> Task brief
Reproduce verbatim the part of the listing below that runs from the line containing "mark the nut pile -- a dot per instance" through the line containing "Query: blue cheese wedge", including both of those lines.

> Data for the task
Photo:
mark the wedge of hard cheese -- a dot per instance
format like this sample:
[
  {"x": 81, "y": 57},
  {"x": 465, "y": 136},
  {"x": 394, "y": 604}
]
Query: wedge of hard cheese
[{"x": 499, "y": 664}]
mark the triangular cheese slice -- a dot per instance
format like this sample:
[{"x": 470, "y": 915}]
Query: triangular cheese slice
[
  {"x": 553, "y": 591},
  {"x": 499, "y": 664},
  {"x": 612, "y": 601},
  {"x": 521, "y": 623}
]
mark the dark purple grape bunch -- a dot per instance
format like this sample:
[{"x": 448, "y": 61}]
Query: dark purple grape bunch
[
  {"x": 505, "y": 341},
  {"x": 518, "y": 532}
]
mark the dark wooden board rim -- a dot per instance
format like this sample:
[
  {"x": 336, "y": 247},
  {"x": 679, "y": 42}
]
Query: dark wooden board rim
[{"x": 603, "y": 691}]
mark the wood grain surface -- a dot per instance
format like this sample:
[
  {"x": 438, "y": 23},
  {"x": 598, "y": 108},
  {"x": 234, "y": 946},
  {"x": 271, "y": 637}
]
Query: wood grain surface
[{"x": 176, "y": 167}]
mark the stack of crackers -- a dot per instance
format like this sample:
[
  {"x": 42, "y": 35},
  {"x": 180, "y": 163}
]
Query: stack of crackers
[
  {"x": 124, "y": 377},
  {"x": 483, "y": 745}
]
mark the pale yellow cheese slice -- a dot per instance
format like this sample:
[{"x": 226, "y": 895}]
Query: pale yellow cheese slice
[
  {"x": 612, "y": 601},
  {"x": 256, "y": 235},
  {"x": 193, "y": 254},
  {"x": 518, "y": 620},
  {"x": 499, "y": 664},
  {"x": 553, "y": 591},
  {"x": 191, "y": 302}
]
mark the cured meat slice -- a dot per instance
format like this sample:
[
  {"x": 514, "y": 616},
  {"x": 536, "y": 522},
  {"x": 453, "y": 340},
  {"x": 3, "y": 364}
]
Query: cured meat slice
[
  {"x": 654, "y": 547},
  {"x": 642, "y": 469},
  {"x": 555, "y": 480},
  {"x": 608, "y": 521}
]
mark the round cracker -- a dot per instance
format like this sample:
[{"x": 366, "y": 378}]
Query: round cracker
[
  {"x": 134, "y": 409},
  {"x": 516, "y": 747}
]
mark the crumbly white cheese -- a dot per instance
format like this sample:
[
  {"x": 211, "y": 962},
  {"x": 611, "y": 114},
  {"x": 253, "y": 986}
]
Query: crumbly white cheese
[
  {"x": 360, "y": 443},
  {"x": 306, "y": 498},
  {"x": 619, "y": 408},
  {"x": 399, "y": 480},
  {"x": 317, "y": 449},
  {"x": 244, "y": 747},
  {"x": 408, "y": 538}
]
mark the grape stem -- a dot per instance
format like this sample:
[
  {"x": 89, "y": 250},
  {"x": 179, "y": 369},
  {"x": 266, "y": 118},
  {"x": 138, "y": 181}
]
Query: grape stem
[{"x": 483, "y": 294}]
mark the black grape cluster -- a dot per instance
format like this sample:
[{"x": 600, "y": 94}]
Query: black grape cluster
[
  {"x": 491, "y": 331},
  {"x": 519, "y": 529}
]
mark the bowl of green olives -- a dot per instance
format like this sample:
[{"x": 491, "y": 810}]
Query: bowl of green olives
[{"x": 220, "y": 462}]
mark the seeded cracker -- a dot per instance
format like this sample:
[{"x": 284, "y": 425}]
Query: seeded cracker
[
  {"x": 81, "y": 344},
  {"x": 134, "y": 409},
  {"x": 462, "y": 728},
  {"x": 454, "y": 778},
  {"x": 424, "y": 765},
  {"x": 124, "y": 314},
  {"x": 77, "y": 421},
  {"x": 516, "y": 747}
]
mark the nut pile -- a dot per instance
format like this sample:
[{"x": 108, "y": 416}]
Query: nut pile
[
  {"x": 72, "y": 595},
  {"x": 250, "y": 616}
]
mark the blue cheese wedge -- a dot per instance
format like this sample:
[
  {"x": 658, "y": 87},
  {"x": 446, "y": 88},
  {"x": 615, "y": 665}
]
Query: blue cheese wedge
==
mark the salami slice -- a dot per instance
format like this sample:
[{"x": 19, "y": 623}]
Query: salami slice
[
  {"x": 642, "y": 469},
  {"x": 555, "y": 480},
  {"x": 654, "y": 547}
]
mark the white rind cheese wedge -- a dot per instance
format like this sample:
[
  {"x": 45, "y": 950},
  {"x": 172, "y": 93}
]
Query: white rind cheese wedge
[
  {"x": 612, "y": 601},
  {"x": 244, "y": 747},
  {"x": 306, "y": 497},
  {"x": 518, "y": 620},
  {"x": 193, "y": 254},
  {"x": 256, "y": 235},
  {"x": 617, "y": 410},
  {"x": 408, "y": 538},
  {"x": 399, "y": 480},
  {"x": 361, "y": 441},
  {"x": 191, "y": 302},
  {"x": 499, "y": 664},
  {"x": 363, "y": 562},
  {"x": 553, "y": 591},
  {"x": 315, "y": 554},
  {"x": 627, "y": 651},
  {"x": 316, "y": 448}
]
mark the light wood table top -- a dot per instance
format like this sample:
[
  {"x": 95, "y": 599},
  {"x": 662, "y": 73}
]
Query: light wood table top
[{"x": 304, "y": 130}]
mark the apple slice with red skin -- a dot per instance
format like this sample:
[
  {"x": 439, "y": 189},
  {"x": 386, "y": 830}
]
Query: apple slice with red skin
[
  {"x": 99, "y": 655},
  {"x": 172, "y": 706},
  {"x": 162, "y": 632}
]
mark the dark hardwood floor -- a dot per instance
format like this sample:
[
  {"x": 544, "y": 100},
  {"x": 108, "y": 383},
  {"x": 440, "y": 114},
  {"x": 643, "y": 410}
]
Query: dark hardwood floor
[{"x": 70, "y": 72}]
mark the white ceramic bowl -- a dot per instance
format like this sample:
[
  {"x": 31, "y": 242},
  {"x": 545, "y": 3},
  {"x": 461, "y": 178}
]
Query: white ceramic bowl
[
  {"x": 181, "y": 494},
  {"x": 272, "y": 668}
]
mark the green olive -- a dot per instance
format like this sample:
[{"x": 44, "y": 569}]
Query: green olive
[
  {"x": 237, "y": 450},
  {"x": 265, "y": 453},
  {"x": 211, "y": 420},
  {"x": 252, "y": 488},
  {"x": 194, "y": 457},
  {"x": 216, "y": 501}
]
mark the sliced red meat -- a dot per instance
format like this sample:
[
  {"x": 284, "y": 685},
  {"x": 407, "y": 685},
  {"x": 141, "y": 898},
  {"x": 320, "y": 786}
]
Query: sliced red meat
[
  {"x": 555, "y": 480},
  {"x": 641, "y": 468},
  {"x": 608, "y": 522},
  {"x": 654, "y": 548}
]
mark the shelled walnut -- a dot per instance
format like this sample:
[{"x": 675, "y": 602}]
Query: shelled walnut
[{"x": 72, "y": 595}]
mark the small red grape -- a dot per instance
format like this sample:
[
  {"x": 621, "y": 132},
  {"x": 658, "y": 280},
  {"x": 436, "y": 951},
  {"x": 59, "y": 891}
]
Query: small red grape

> Answer
mark the nut pile -- a dot per instance
format like this sample:
[{"x": 108, "y": 416}]
Query: nut pile
[
  {"x": 72, "y": 595},
  {"x": 250, "y": 616}
]
mark the blue cheese wedge -- a dot per instance
format like this sample:
[
  {"x": 658, "y": 87},
  {"x": 446, "y": 88},
  {"x": 615, "y": 665}
]
Query: blue cheese wedge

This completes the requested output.